Extrait du document:
------------------------------------------------

UN ENGAGEMENT IMPENSÉ 

Comme Marie-Antoinette, nombreux et nombreuses sont celles et ceux qui ne se sentent pas réellement concernés par la thématique de l’engagement. 

Ces hésitations montrent qu’on ne sait pas bien définir ces enjeux : qu’est-ce que s’engager, qu’est-ce que se mobiliser ? Lors des rencontres locales, la question « c’est quoi, pour vous, l’engagement, la mobilisation ? » est régulièrement posée, et les réponses donnent des indications sur les perceptions de l’engagement par les habitants et les habitantes. 

Certaines définitions renvoient aux formes plus connues et médiatiques de mobilisation comme les grèves. À Pau, on s’en amuse : — « Tu sais, la mobilisation, c’est les gens qui vont dans la rue, et ils disent tout le temps “Non non non !” (rires) 

— Ah, et donc c’est comme la grève alors ? 

— Ce n’est pas que ça. La mobilisation, c’est la grève, ou c’est la fête, c’est se réunir pour quelque chose ». 

Les participants et les participantes observent que l’on peut aussi s’« engager » pour une association ou pour un collectif, en devenant bénévole, délégué de parents d’élèves, représentant d’une association de locataires… On n’est alors pas forcément sur un registre de revendication, mais on est quand même engagé. 

L’INDIVIDU ET LE COLLECTIF 

Enfin, tout un pan des engagements, que l’on définirait comme plus « individuels », est évoqué lors des rencontres organisées dans les 19 centres sociaux participant à la démarche « Paroles d’habitant·es de quartiers populaires ». 

À Allonnes, c’est même la première réponse qui sort. Peu de temps avant la rencontre dans le centre social, une maladie a touché une figure du quartier, habituellement toujours présente dans ce type de réunions. 

Alors, quand on leur demande « Qu’est-ce que vous, vous avez fait, à un moment donné, en termes d’engagement », ses amies parlent de leur soutien : « Pour son cancer, on a été très proches de Rosa », « Oui, on a été beaucoup, très proches d’elle, on l’a vue tous les jours, on lui donnait de nos nouvelles et on se donnait des nouvelles les unes, les autres ».

------------------------------------------------

Données fournies:

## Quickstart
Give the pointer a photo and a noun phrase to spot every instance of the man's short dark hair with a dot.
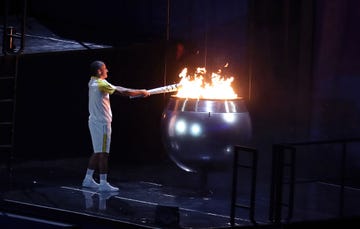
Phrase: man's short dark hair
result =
(95, 65)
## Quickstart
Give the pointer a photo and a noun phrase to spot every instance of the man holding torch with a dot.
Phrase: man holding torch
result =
(100, 117)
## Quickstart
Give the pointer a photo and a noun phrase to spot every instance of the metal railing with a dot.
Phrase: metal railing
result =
(280, 162)
(234, 194)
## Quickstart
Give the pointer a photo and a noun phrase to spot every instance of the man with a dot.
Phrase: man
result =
(100, 117)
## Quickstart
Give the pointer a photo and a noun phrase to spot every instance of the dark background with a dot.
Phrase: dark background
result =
(296, 63)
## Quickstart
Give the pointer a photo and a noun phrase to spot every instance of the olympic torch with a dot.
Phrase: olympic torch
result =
(164, 89)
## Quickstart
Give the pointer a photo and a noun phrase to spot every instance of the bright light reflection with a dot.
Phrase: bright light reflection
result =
(195, 129)
(229, 117)
(180, 127)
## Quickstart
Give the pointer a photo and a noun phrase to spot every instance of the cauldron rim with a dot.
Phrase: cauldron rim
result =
(208, 99)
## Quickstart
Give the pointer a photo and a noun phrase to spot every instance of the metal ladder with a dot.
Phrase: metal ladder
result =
(9, 65)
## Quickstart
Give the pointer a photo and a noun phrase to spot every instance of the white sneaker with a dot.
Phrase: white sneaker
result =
(90, 183)
(106, 187)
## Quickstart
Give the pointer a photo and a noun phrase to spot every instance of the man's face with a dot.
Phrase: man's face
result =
(103, 72)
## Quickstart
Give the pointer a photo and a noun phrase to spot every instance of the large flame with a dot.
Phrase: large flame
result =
(196, 86)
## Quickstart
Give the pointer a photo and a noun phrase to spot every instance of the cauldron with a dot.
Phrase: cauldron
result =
(199, 134)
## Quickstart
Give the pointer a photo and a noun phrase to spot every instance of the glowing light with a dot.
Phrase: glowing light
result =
(196, 86)
(195, 129)
(180, 127)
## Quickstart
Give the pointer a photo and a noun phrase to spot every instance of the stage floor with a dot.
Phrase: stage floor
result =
(152, 196)
(149, 196)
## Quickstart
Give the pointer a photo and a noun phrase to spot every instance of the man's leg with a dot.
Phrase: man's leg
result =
(103, 168)
(89, 181)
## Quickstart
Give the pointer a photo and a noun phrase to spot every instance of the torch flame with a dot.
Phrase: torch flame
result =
(196, 87)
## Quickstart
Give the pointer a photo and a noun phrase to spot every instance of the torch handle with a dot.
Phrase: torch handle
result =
(159, 90)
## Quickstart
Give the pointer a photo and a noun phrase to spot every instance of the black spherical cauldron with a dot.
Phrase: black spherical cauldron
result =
(200, 134)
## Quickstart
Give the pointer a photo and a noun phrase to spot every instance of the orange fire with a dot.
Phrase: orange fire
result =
(196, 87)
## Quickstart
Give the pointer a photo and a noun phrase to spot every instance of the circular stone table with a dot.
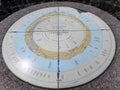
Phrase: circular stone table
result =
(109, 80)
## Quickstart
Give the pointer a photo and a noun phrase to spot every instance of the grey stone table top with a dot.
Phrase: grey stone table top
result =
(109, 80)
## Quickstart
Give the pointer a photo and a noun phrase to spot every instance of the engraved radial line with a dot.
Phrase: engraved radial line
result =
(58, 52)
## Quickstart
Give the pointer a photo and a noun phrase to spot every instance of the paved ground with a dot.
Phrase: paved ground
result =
(109, 80)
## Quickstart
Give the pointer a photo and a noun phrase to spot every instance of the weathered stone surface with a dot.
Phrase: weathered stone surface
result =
(109, 80)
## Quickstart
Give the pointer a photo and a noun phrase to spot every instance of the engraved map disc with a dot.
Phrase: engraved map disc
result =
(58, 47)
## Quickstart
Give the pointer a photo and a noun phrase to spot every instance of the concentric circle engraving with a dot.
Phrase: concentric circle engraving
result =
(58, 47)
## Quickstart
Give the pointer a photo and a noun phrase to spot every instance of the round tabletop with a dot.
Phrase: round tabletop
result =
(109, 80)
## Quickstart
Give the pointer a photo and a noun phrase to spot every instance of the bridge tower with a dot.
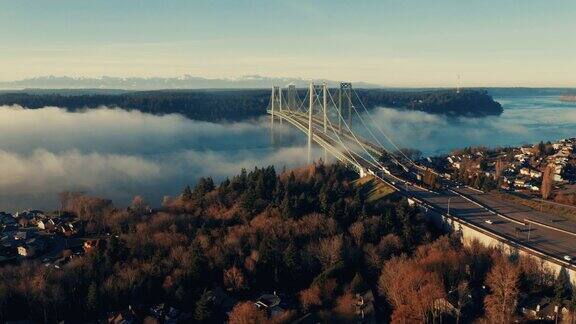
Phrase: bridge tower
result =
(345, 103)
(310, 113)
(292, 97)
(272, 106)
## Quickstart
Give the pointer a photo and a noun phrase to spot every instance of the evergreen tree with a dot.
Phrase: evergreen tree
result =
(204, 310)
(92, 301)
(562, 286)
(187, 193)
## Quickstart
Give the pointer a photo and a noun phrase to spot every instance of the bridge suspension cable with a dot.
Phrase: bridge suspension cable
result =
(354, 135)
(381, 131)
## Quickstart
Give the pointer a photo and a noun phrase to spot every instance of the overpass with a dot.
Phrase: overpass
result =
(325, 117)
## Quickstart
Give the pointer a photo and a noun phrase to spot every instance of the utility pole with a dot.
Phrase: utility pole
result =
(310, 113)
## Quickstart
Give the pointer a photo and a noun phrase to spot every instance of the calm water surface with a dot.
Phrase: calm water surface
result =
(119, 154)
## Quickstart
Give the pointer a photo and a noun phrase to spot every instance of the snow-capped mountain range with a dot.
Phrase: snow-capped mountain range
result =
(152, 83)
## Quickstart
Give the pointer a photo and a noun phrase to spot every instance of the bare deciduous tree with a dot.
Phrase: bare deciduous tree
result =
(503, 282)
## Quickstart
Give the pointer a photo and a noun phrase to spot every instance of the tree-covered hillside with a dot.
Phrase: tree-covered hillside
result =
(215, 105)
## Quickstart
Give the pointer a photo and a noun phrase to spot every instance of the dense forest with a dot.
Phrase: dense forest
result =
(313, 236)
(215, 105)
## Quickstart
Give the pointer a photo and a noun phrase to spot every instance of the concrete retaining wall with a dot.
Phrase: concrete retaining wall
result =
(470, 232)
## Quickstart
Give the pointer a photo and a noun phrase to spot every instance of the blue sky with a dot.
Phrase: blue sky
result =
(394, 43)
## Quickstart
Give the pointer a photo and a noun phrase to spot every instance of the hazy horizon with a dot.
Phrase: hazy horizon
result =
(393, 44)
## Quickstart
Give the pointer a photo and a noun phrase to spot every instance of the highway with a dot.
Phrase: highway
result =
(501, 219)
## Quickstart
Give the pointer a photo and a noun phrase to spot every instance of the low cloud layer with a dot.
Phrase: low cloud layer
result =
(434, 134)
(119, 154)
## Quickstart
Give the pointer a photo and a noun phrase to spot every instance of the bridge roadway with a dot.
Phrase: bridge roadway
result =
(507, 219)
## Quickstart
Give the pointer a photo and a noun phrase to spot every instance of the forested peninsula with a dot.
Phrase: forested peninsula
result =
(233, 105)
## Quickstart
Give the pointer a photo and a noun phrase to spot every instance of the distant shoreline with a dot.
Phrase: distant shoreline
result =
(568, 98)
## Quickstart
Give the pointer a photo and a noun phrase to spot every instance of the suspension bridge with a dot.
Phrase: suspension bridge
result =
(327, 117)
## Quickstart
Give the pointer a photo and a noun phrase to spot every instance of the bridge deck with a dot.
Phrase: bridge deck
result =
(477, 209)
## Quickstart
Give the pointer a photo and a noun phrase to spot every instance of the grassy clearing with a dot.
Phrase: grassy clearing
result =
(374, 188)
(557, 210)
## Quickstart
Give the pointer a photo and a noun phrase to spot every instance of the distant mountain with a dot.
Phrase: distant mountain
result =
(155, 83)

------------------------------------------------

Travail demandé:
[a] Traduisez en anglais cette phrase de l'extrait sur l'engagement : « On n’est alors pas forcément sur un registre de revendication, mais on est quand même engagé. »
[b] Recopiez le passage de l'extrait sur l'engagement qui s'ouvre sur les mots « À Allonnes, c’est » et se clôt sur « type de réunions. », en substituant « rencontres » à « réunions ».
[c] Rédigez, s'il vous plaît, la suite de l'extrait sur l'engagement, après sa dernière phrase.
Ces données proviennent d'une autre source.

Réponses par numéro:
[a] In that case, one is not necessarily in a register of protest, but one is still engaged.

[b]
À Allonnes, c’est même la première réponse qui sort. Peu de temps avant la rencontre dans le centre social, une maladie a touché une figure du quartier, habituellement toujours présente dans ce type de rencontres.

[c]
À Avon, une habitante, bénévole du centre social, résume cette myriade d’engagements possibles : « Que tu sois parent d’élève, que tu t’engages pour animer des jeux à l’école, dans ton bénévolat, dans telle ou telle activité, tout ça, c’est déjà s’engager ! ».

 L’animatrice du centre social de la Maison Bleue, à Paris, résume cette idée des engagements multiples : « Certains engagements peuvent paraître anodins, mais c’est déjà une première façon de mettre la main à la pâte ». 

Pour beaucoup, la personne « engagée » est une figure, le plus souvent publique, dévouée à la cause et tournée vers l’intérêt général : une personne qui préside une association, une amicale de locataires ou un collectif sur le quartier… 

Comme l’explique cette même animatrice, « les gens ne voient pas nécessairement la solidarité quotidienne comme une forme d’engagement en soi ». Un certain nombre de personnes présentes lors des rencontres se mobilisent plus discrètement, à leur échelle. Elles donnent de leur temps pour leurs voisines et leurs voisins et plus généralement pour leur quartier. 

REPENSER L’ENGAGEMENT 

Ces types d’engagement amènent les organisations qui les accompagnent à évoluer, à sortir de l’idée de « parcours d’engagement » à long terme, qui irait de l’activité à l’engagement bénévole, puis de l’engagement bénévole à la prise de responsabilité dans un collectif. Les engagements sont fluctuants et solidement ancrés dans les parcours de vie individuels. 

Prendre conscience de ces manières de se mobiliser nous amène à casser nos manières de penser l’engagement et la démocratie. La « convivialité » ne s’oppose pas nécessairement à la « lutte », la quête de spontanéité ne veut pas dire qu’il n’y a pas d’organisation. 

Enfin, vouloir agir ici et maintenant ne signifie pas que l’on ne dispose pas d’une visée de transformation plus profonde. Les habitants et habitantes ne veulent plus seulement « rêver » des lendemains meilleurs, mais trouver des solutions ensemble.

  • 1Jacques Ion, S’engager dans une société d’individus, Armand Colin, 2012.